>>>>>
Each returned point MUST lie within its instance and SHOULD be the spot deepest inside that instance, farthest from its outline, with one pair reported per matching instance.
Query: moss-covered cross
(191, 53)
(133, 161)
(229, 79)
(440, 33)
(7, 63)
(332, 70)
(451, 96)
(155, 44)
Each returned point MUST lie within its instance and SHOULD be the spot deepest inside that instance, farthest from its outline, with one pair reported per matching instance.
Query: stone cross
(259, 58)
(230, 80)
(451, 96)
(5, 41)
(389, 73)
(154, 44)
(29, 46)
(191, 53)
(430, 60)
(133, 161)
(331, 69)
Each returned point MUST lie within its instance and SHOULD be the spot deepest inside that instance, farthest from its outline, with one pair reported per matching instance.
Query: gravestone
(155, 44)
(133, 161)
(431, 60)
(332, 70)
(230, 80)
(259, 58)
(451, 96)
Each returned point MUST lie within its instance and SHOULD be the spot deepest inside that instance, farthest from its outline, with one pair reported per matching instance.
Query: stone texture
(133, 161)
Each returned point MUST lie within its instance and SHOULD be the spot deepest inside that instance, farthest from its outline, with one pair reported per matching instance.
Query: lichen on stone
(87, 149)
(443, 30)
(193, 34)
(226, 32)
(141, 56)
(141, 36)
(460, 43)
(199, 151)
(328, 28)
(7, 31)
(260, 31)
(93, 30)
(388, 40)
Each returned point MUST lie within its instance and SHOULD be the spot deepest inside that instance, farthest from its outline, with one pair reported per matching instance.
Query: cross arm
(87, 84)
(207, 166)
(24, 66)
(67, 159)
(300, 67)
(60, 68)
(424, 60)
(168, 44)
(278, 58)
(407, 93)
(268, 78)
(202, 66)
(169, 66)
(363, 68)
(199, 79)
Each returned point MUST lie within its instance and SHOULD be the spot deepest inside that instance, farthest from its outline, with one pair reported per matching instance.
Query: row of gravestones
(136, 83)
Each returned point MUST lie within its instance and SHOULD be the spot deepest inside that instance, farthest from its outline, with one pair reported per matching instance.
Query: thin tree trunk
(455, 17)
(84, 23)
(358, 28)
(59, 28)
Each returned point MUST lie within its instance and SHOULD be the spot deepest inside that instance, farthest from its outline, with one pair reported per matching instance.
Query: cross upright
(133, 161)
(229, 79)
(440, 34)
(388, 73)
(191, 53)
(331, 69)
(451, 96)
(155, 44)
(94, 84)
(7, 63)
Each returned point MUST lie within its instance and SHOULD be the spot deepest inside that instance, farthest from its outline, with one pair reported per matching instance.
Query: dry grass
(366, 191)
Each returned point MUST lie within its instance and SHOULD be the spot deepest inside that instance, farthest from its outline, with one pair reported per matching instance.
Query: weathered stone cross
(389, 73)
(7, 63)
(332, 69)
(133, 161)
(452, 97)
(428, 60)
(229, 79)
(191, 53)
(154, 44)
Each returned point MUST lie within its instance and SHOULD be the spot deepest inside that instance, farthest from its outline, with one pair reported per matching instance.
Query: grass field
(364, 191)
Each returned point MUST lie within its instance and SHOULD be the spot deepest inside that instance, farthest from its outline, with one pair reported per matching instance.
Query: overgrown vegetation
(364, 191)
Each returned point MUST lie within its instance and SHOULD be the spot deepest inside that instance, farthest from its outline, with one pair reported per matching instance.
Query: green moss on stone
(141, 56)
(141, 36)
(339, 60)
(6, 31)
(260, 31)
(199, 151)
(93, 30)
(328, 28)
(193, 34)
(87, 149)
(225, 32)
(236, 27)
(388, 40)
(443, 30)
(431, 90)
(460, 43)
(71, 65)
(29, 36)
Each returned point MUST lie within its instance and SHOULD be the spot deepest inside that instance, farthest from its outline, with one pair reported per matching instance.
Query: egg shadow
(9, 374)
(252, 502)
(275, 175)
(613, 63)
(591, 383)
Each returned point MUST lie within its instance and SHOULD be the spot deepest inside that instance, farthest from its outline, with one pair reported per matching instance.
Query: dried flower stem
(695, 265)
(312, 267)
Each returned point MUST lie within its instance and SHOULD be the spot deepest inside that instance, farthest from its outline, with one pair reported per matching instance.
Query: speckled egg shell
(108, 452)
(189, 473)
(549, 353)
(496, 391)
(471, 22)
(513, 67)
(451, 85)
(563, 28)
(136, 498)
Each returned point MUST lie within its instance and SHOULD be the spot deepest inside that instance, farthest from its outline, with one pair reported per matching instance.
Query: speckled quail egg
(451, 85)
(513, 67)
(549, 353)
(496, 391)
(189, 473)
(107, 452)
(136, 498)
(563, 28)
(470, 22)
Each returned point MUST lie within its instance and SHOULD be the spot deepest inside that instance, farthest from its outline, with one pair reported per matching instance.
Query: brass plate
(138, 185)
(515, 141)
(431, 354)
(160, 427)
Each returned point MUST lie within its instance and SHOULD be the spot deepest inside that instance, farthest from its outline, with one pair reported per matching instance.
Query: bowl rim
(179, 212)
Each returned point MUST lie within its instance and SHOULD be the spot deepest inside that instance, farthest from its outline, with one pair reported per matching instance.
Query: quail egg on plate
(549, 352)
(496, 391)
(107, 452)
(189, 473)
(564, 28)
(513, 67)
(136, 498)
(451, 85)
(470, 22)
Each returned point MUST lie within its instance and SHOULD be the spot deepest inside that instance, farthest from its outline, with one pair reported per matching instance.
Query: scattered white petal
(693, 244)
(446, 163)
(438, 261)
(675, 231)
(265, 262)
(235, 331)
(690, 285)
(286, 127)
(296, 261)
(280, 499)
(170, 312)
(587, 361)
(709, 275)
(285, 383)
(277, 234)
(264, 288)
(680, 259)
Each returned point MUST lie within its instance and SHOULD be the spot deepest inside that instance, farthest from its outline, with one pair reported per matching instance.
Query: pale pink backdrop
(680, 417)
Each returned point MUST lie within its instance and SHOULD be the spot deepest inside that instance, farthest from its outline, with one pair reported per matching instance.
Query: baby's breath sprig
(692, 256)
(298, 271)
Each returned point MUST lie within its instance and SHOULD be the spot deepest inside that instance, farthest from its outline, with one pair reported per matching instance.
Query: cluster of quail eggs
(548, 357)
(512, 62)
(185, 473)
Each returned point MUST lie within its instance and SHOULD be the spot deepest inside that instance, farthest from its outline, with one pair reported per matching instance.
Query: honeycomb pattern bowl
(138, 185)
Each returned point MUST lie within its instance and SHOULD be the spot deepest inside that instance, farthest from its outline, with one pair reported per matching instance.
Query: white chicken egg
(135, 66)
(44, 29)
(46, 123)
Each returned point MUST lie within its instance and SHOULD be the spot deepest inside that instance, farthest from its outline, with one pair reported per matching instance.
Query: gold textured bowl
<<<<<
__What is being asked__
All of the data above should be output exactly.

__Written response__
Each returned point MUST lie within its instance and SHOULD be the spot deepest inside that instance, farthest from its outline, with one pair reported per matching instance.
Query: moss-covered cross
(191, 53)
(133, 161)
(229, 79)
(440, 33)
(7, 63)
(332, 70)
(451, 96)
(155, 44)
Each returned point MUST lie within its instance and SHOULD be the spot deepest inside that instance, farthest from its outline, with one pair reported per matching instance.
Query: stone cross
(259, 58)
(230, 80)
(451, 96)
(5, 41)
(389, 73)
(154, 44)
(29, 46)
(191, 53)
(430, 60)
(133, 161)
(331, 69)
Each returned point MUST lie within its instance and SHOULD be the spot deepest inside that instance, farthest from its outline, with one pair reported per matching instance.
Query: gravestone
(155, 44)
(133, 161)
(431, 60)
(332, 70)
(230, 80)
(259, 58)
(451, 96)
Each returned point MUST lie within its instance and SHOULD be the spot deepest inside that instance, farthest from its outline, with one pair reported per matching instance.
Query: stone texture
(133, 161)
Each returned point MUST lie within its instance and SHOULD be the spot deepest inside that instance, farthest from its outline, with one pair reported per matching instance.
Query: lichen on stone
(87, 149)
(443, 30)
(193, 34)
(226, 32)
(141, 56)
(141, 36)
(460, 43)
(199, 151)
(328, 28)
(7, 31)
(260, 31)
(93, 30)
(388, 40)
Each returned point MUST lie within its instance and SHOULD be the spot deepest inside that instance, farthest from its outline, with one pair reported per matching instance.
Query: cross arm
(87, 84)
(207, 166)
(24, 66)
(67, 159)
(300, 67)
(60, 68)
(424, 60)
(168, 44)
(278, 58)
(407, 93)
(268, 78)
(202, 66)
(169, 66)
(363, 68)
(199, 79)
Each returned point MUST lie within its instance and SHOULD be the spot deepest inside that instance, farthest from its outline, with one pair reported per matching instance.
Query: row of gravestones
(136, 83)
Each returned point MUST lie within its instance and SHOULD be the spot deepest inside that instance, farthest from its outline, with one pair reported per matching instance.
Query: thin tree trunk
(455, 17)
(84, 23)
(358, 28)
(59, 28)
Each returned point MUST lie within its instance and SHOULD be the spot deepest inside that instance, farthest from its outline, with one pair reported per matching instance.
Query: cross upright
(133, 161)
(229, 79)
(440, 34)
(388, 73)
(191, 53)
(331, 69)
(451, 96)
(155, 44)
(94, 84)
(7, 63)
Each returned point MUST lie within its instance and SHOULD be the spot deepest inside that instance, farthest from its outline, with one pair reported per matching instance.
Query: dry grass
(366, 191)
Each returned point MUST lie within its instance and SHOULD be the spot deepest inside that instance, farthest from its outline, with one pair reported per matching instance.
Query: weathered stone cross
(389, 73)
(7, 63)
(332, 69)
(133, 161)
(452, 97)
(428, 60)
(229, 79)
(191, 53)
(154, 44)
Each returned point MUST lie within its instance and SHOULD be the spot deepest inside that instance, farthest from its outline, with one pair reported per matching instance.
Query: grass field
(364, 191)
Each returned point MUST lie within its instance and SHOULD be the spot deepest inside that instance, farthest from its outline, with one pair reported per matching instance.
Query: overgrown vegetation
(364, 191)
Each returned point MUST lie within its instance and SHOULD be the spot deepest inside that instance, farthest from its outline, with one pair reported per matching instance.
Query: green moss on stone
(141, 56)
(141, 36)
(339, 60)
(6, 31)
(260, 31)
(199, 151)
(93, 30)
(328, 28)
(193, 34)
(87, 149)
(225, 32)
(236, 27)
(388, 40)
(443, 30)
(431, 90)
(460, 43)
(71, 65)
(29, 36)
Each returned point MUST lie within its instance and SHOULD be the spot deepest inside that instance, farthest from its outline, with one pair reported per matching instance.
Query: egg shadow
(9, 374)
(252, 502)
(275, 175)
(613, 63)
(591, 383)
Each returned point MUST lie within its instance and SHOULD be the spot deepest inside that instance, farthest from its outline, with one pair reported per matching instance.
Query: dried flower stem
(695, 265)
(312, 267)
Each returned point MUST lie within its instance and SHOULD be the spot deepest inside that instance, farthest from its outline, with one pair reported per matching instance.
Query: speckled egg shell
(108, 452)
(189, 473)
(549, 353)
(496, 391)
(471, 22)
(513, 67)
(451, 85)
(563, 28)
(136, 498)
Each returned point MUST lie within its instance and SHOULD be the spot deepest inside that instance, farthest from its outline, with one pair reported per matching instance.
Query: speckled quail egg
(451, 85)
(513, 67)
(549, 353)
(496, 391)
(189, 473)
(107, 452)
(136, 498)
(563, 28)
(470, 22)
Each returned point MUST lie within its instance and SHOULD be the spot deepest inside that instance, farthest from its outline, with one pair reported per matching instance.
Query: brass plate
(138, 185)
(515, 141)
(431, 354)
(160, 427)
Each returned point MUST lie within its instance and SHOULD be the spot deepest inside that instance, farthest from its outline, with one pair reported per matching instance.
Query: bowl rim
(179, 212)
Each returned point MUST lie within its instance and SHOULD be the spot deepest inside that instance, farthest from its outline, with one pair reported per matching instance.
Query: quail egg on plate
(549, 352)
(496, 391)
(107, 452)
(189, 473)
(564, 28)
(513, 67)
(136, 498)
(451, 85)
(470, 22)
Each returned point MUST lie within its instance and SHOULD be the spot deepest inside that instance, farthest from its outline, with one pair reported per matching instance.
Query: scattered white petal
(693, 244)
(446, 163)
(438, 261)
(675, 231)
(265, 262)
(235, 331)
(690, 285)
(286, 127)
(296, 261)
(280, 499)
(170, 312)
(587, 361)
(709, 275)
(285, 383)
(277, 234)
(264, 288)
(680, 259)
Each returned point MUST lie within its instance and SHOULD be the spot deepest inside that instance, farthest from its outline, with one pair reported per matching instance.
Query: pale pink backdrop
(680, 417)
Each returned point MUST lie within its instance and SHOULD be the spot deepest inside that instance, farthest from its outline, with one pair reported per matching instance.
Query: baby's breath sprig
(692, 256)
(298, 271)
Each returned point MUST lie within its instance and SHOULD be the spot deepest inside that instance, farthest from its outline, with one pair reported per matching instance.
Query: cluster of quail eggs
(548, 357)
(512, 62)
(185, 473)
Each returned point MUST lie within its instance and SHOULD be the spot deepest inside that instance, farthest from its outline, with one pair reported per matching instance.
Query: honeycomb pattern bowl
(138, 185)
Each returned point MUST lie within its instance and SHOULD be the spot deepest inside that instance, farthest from its outline, with one pair reported per matching instance.
Query: white chicken egg
(135, 66)
(44, 29)
(46, 123)
Each returned point MUST lie within its instance and SHOULD be the spot deepest inside that instance, farthest from its outline, with one pair reported per matching instance.
Query: gold textured bowl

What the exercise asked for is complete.